== Tugas ==
Tolong jelaskan dalam satu sampai tiga kalimat, berdasarkan kutipan teks, mengapa jenazah Yus Yunus sempat tertahan ketika pertama kali sampai di bandara.

Sesampai di bandara, jenazah almarhum sempat tertahan lantaran tidak dilengkapi dokumen yang menjadi persyaratan pengiriman jenazah. Salah satunya, surat keterangan kematian dan surat keterangan formalin. Saat itu, Hasriani merasa dongkol. “Saya sempat bertanya, kenapa tidak sejak awal petugas yang menangani jenazah adik saya memberitahu untuk menyiapkan dokumen itu. Padahal sudah sejak awal saya sampaikan kalau jenazah almarhum akan saya pulangkan ke Sulawesi,“ keluh Hasriani.
Beruntung, berkat bantuan sejumlah koleganya, jenazah Yus Yunus berhasil dinaikkan ke pesawat untuk diterbangkan ke kampung halaman di Polewali Mandar, melalui bandara Sultan Hasanuddin, Makassar, Sulawesi Selatan.
Bandara Sultan Hasanuddin dengan kampung halaman almarhum berjarak kurang lebih 250 kilometer dengan waktu tempuh empat sampai lima jam perjalanan darat.
Hasriani dan keluarga bersama jenazah almarhum Yus Yunus, tiba di bandara Hasanuddin Makassar, sekira pukul 14:00 Wita. Sebelumnya, pesawat yang ditumpangi Hasriani transit di Bandara Ambon selama lebih kurang satu jam.
Setibanya di bandara Hasanuddin, Hasriani mengaku sempat terlibat cekcok dengan petugas bandara, yang enggan menyerahkan jenazah. Lagi-lagi, alasan dokumen dan administrasi. Sekira pukul 16:00 Wita, jenazah almarhum akhirnya diserahkan petugas bandara kepada pihak keluarga. Itupun, setelah mendapat bantuan dari sejumlah kenalan yang berempati terhadap kematian korban.

== Data Tercatat ==
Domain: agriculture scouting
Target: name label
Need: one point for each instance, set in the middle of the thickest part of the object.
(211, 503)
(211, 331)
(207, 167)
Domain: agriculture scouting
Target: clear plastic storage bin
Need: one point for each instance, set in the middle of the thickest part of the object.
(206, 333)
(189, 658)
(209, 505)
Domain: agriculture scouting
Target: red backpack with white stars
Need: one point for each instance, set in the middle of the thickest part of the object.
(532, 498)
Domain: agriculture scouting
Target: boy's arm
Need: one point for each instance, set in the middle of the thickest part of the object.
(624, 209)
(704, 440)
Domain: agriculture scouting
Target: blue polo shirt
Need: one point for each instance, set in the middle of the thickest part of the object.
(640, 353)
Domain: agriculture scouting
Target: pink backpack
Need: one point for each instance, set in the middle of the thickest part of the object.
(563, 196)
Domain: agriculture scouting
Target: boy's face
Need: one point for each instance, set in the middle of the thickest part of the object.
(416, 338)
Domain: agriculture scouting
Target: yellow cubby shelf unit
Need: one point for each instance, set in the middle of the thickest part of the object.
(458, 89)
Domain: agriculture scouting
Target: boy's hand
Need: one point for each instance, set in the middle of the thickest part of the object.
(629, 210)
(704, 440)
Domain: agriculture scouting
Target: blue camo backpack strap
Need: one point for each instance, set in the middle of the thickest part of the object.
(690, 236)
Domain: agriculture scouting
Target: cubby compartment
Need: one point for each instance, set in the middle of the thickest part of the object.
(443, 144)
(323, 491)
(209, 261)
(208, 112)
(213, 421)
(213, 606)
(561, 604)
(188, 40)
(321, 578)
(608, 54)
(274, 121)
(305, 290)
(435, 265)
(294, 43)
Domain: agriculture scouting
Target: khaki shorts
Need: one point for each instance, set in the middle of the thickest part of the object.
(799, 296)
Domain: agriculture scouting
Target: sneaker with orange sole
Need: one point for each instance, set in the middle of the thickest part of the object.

== Jawaban ==
Jenazah itu sempat tertahan karena tidak dilengkapi dokumen yang menjadi persyaratan pengiriman jenazah. Dokumen yang tidak ada itu antara lain surat keterangan kematian dan surat keterangan formalin.